BEGIN RECORDS SUPPLIED

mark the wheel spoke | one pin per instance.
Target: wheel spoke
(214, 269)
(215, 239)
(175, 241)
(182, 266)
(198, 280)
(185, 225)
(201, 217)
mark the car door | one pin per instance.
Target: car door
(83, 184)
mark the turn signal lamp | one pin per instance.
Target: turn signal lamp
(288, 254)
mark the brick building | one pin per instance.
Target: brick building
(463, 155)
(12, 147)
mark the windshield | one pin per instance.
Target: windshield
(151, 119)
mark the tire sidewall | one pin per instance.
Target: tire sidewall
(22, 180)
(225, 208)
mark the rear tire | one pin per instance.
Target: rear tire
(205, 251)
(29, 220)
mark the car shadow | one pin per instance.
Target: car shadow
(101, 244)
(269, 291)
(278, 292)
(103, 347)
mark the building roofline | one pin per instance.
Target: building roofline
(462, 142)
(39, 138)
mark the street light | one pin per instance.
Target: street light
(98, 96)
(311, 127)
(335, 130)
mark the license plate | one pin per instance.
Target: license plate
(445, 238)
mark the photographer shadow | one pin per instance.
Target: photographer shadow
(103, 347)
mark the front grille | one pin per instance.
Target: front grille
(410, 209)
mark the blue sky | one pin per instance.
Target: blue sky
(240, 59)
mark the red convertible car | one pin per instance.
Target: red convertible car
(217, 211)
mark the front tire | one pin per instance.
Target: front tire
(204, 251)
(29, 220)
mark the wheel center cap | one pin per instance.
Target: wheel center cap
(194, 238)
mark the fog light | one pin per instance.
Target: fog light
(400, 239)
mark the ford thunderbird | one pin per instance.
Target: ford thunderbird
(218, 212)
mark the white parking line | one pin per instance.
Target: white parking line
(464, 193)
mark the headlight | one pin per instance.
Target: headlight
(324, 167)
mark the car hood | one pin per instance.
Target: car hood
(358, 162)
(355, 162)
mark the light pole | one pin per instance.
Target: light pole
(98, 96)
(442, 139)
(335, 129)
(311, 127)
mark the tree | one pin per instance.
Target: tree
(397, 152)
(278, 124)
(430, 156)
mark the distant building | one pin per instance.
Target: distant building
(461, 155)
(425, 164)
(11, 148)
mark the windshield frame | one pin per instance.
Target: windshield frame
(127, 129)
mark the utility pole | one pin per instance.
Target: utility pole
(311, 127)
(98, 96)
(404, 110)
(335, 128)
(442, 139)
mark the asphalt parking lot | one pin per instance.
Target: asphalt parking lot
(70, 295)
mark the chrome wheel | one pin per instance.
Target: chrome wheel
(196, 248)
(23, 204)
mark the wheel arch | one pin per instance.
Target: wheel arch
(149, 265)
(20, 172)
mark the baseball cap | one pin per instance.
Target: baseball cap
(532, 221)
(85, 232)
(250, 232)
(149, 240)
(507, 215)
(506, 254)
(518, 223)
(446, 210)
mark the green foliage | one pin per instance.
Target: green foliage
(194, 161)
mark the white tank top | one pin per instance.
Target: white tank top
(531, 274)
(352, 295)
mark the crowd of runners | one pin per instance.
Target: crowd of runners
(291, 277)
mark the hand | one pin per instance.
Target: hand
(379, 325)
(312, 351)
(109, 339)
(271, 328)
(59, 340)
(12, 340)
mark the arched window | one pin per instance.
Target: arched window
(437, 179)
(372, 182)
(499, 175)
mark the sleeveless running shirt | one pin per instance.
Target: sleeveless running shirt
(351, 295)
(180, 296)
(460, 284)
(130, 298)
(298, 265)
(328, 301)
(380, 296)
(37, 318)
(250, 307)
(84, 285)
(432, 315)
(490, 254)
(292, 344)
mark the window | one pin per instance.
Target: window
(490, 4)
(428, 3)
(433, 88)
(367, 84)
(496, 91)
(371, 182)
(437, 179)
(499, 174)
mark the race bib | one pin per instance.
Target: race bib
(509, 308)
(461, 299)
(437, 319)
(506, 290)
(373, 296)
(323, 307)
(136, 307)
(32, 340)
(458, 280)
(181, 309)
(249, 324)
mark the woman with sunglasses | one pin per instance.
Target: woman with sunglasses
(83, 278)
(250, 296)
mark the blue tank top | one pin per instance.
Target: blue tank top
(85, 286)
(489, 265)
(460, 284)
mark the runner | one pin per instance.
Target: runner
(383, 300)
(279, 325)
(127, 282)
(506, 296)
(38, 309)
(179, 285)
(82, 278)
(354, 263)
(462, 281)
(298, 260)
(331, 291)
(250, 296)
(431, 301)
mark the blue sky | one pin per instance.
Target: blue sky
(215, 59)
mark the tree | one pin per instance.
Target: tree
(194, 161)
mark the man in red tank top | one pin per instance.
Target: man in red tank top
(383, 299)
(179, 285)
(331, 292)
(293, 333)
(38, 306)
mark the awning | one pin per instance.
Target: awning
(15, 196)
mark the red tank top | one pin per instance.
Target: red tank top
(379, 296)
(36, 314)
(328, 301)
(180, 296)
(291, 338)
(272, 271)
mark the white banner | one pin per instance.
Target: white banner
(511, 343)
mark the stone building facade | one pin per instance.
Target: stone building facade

END RECORDS SUPPLIED

**ABOUT THIS TASK**: Return every line from the entries that holds the string "facade".

**EXERCISE ANSWER**:
mark the stone building facade | one pin per instance.
Target: stone building facade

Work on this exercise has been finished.